## Exercise details
Repeat the whole listing exactly, leaving nothing out.

## Records for processing

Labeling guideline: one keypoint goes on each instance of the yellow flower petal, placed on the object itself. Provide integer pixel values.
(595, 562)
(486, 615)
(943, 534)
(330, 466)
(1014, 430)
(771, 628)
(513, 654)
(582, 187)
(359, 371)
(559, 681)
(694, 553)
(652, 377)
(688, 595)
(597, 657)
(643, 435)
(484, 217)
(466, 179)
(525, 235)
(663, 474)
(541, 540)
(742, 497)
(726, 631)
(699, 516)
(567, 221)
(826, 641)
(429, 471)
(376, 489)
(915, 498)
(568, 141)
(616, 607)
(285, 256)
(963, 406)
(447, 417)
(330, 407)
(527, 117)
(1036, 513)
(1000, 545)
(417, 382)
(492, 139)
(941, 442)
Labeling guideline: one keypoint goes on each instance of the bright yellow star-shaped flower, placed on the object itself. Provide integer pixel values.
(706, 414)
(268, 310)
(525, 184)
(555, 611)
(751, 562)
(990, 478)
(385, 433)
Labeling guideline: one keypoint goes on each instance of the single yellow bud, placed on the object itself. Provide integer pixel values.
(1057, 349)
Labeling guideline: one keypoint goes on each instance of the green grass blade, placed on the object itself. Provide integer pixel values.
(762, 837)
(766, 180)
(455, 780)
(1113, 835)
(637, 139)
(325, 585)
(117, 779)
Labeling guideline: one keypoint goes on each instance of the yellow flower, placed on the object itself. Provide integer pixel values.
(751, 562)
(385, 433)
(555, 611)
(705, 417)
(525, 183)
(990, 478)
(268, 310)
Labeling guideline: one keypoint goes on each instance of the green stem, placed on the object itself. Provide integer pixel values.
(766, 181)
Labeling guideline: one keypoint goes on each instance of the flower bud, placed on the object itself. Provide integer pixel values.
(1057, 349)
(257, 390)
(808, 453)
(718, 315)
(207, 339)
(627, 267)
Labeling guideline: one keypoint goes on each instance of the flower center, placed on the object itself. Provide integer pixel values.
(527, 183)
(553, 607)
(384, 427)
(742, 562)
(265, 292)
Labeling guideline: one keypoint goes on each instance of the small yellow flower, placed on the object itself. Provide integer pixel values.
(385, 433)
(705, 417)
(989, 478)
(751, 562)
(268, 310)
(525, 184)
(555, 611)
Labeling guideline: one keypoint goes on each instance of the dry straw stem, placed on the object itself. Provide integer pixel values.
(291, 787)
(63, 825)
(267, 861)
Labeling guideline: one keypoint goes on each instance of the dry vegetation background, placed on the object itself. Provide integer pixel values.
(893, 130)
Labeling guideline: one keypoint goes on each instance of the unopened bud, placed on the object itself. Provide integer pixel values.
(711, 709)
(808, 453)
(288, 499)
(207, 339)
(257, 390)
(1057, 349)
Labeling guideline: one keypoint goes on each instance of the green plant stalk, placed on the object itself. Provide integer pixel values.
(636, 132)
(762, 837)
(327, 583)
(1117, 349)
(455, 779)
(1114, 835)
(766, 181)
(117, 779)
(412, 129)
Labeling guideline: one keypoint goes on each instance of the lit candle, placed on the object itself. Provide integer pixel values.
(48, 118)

## Answer space
Labeling guideline: one keypoint goes on each instance of the yellow flower petal, placed on the object itself. Provide integer pixel values.
(595, 562)
(486, 615)
(943, 534)
(330, 466)
(1014, 430)
(771, 628)
(513, 654)
(582, 187)
(359, 371)
(559, 681)
(694, 553)
(652, 377)
(688, 595)
(597, 657)
(643, 435)
(484, 217)
(466, 179)
(525, 235)
(663, 474)
(541, 540)
(742, 497)
(726, 631)
(699, 516)
(567, 221)
(826, 641)
(429, 471)
(376, 489)
(915, 498)
(568, 141)
(616, 607)
(285, 256)
(963, 406)
(447, 417)
(330, 407)
(527, 117)
(1036, 513)
(1000, 545)
(417, 382)
(492, 139)
(941, 442)
Labeling guideline: one keypoint goes on each instance of the bright yellow star-shaped flower, placed on the object itself. Provide integer pixel values.
(706, 414)
(268, 310)
(525, 184)
(555, 611)
(751, 562)
(990, 478)
(385, 433)
Labeling guideline: one keypoint goes on each instance of the single yellow bud, placed on the object itself. Provide integer pixel values.
(1057, 349)
Labeling guideline: one keypoint goes on each instance of the green grass blade, placed on the object itself. Provide integer pixel values.
(762, 837)
(766, 180)
(455, 780)
(1113, 835)
(637, 139)
(325, 585)
(117, 779)
Labeling guideline: one keypoint goes on each instance of the yellow flower, placed on the object itself. Provide integer pixel values.
(751, 562)
(385, 433)
(555, 611)
(705, 417)
(525, 183)
(990, 478)
(268, 310)
Labeling guideline: one keypoint goes on each instance of the green stem, placed on the object itself. Provide integer pixel values.
(766, 181)
Labeling guideline: one keypoint goes on each instance of the flower bud, placed on the object itself. Provide integer pixel values.
(1057, 349)
(257, 390)
(808, 453)
(718, 315)
(207, 339)
(627, 267)
Labeling guideline: one keypoint goes on each instance of the flower center, placed on the object itself. Provide integer pixel values.
(527, 183)
(553, 607)
(384, 427)
(742, 562)
(265, 292)
Labeling guideline: one keypoint goes on each instance of the small yellow flower, placed on the object itself. Provide integer pixel values.
(385, 433)
(705, 417)
(989, 478)
(751, 562)
(268, 310)
(525, 184)
(555, 611)
Labeling guideline: one keypoint goes on each instance of the dry straw stem, placed on the object itself. Provide integer pixel values.
(291, 787)
(63, 825)
(267, 861)
Labeling guideline: one keypoint goes on each instance of the dry vegetation background, placed on the object itself. Provide integer pixel values.
(893, 130)
Labeling guideline: one keypoint goes on each instance of the unopened bud, placed on the object itself. Provide integer pixel values.
(711, 709)
(808, 453)
(288, 499)
(207, 339)
(257, 390)
(1057, 349)
Labeling guideline: one keypoint goes on each instance of the green plant stalk, placed on the object itself. Provide integer pixel values.
(636, 132)
(762, 837)
(327, 583)
(1117, 349)
(455, 779)
(1114, 835)
(766, 181)
(117, 779)
(412, 129)
Labeling guideline: one keypoint goes on each instance of the lit candle, placed on the object itself. Provide integer pixel values.
(48, 118)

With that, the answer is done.